(Picture annotation listing)
============================================================

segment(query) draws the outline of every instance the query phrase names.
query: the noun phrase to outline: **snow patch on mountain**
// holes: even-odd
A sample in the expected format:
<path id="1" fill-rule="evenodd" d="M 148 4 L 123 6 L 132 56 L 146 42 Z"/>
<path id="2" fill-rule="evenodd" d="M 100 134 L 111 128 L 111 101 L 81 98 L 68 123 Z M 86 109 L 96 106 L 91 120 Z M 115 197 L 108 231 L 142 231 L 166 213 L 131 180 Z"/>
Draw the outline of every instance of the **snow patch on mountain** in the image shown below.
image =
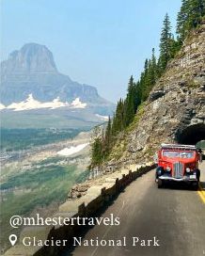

============================================================

■ **Instructions for the task**: Retype the entire listing above verbatim, leaving the picture out of your reply.

■ **Exercise result**:
segment(query) draws the outline of every instance the query phrase names.
query: the noun phrase to outline: **snow patch on mountain**
// holes: even-odd
A sample in the expected format:
<path id="1" fill-rule="evenodd" d="M 148 4 L 123 6 L 132 56 L 146 42 Z"/>
<path id="2" fill-rule="evenodd" d="M 100 134 L 111 128 L 111 101 L 81 98 L 68 123 Z M 86 109 L 96 106 L 91 120 Z M 115 197 L 108 231 L 142 231 L 166 213 L 131 180 Z"/>
Draw the outline of every instance of the **snow patch on mountain** in the image shown below.
image =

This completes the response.